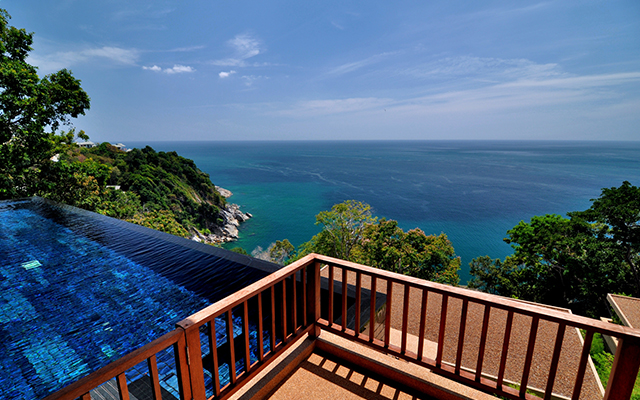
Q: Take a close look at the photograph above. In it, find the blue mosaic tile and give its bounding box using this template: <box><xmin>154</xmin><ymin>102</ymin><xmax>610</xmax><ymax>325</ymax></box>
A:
<box><xmin>0</xmin><ymin>201</ymin><xmax>278</xmax><ymax>400</ymax></box>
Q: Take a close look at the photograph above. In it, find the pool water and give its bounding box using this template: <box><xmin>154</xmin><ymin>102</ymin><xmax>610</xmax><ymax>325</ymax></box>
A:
<box><xmin>0</xmin><ymin>198</ymin><xmax>277</xmax><ymax>399</ymax></box>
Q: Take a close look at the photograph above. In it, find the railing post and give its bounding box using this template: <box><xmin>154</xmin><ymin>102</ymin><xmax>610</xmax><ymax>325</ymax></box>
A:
<box><xmin>305</xmin><ymin>260</ymin><xmax>320</xmax><ymax>338</ymax></box>
<box><xmin>604</xmin><ymin>337</ymin><xmax>640</xmax><ymax>400</ymax></box>
<box><xmin>185</xmin><ymin>328</ymin><xmax>208</xmax><ymax>400</ymax></box>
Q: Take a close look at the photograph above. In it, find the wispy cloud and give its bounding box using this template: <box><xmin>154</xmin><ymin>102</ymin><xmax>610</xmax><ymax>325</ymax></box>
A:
<box><xmin>401</xmin><ymin>56</ymin><xmax>563</xmax><ymax>81</ymax></box>
<box><xmin>29</xmin><ymin>46</ymin><xmax>140</xmax><ymax>73</ymax></box>
<box><xmin>329</xmin><ymin>52</ymin><xmax>397</xmax><ymax>75</ymax></box>
<box><xmin>269</xmin><ymin>72</ymin><xmax>640</xmax><ymax>118</ymax></box>
<box><xmin>211</xmin><ymin>34</ymin><xmax>264</xmax><ymax>67</ymax></box>
<box><xmin>242</xmin><ymin>75</ymin><xmax>269</xmax><ymax>87</ymax></box>
<box><xmin>142</xmin><ymin>64</ymin><xmax>196</xmax><ymax>75</ymax></box>
<box><xmin>275</xmin><ymin>97</ymin><xmax>394</xmax><ymax>117</ymax></box>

☆ ☆ ☆ ☆

» **WHAT THE TASK ASKS**
Give back every line of the listing above word for word, leaving out the pictures.

» **EXPECTED ANSWER**
Q: Take a close look at the photograph above. In it, find the blue mosaic tile and give its bounding box using this template: <box><xmin>154</xmin><ymin>102</ymin><xmax>610</xmax><ymax>325</ymax></box>
A:
<box><xmin>0</xmin><ymin>201</ymin><xmax>278</xmax><ymax>400</ymax></box>
Q: Take a close look at the photograph above. In it, find the pool water and give its bounding box using this template: <box><xmin>154</xmin><ymin>102</ymin><xmax>610</xmax><ymax>325</ymax></box>
A:
<box><xmin>0</xmin><ymin>198</ymin><xmax>277</xmax><ymax>399</ymax></box>
Q: Take a close look at the photograph above. In it, find the railing post and give its bounding box using this template: <box><xmin>154</xmin><ymin>102</ymin><xmax>610</xmax><ymax>325</ymax></box>
A:
<box><xmin>305</xmin><ymin>260</ymin><xmax>320</xmax><ymax>338</ymax></box>
<box><xmin>604</xmin><ymin>337</ymin><xmax>640</xmax><ymax>400</ymax></box>
<box><xmin>185</xmin><ymin>328</ymin><xmax>208</xmax><ymax>400</ymax></box>
Q: Take a close look at the photograph above. In it, find the wispy cloud and give its bounding box using this template: <box><xmin>154</xmin><ymin>102</ymin><xmax>610</xmax><ymax>325</ymax></box>
A:
<box><xmin>401</xmin><ymin>56</ymin><xmax>563</xmax><ymax>81</ymax></box>
<box><xmin>29</xmin><ymin>46</ymin><xmax>140</xmax><ymax>73</ymax></box>
<box><xmin>329</xmin><ymin>52</ymin><xmax>397</xmax><ymax>75</ymax></box>
<box><xmin>269</xmin><ymin>72</ymin><xmax>640</xmax><ymax>118</ymax></box>
<box><xmin>211</xmin><ymin>34</ymin><xmax>264</xmax><ymax>67</ymax></box>
<box><xmin>242</xmin><ymin>75</ymin><xmax>269</xmax><ymax>87</ymax></box>
<box><xmin>142</xmin><ymin>64</ymin><xmax>196</xmax><ymax>75</ymax></box>
<box><xmin>275</xmin><ymin>97</ymin><xmax>394</xmax><ymax>117</ymax></box>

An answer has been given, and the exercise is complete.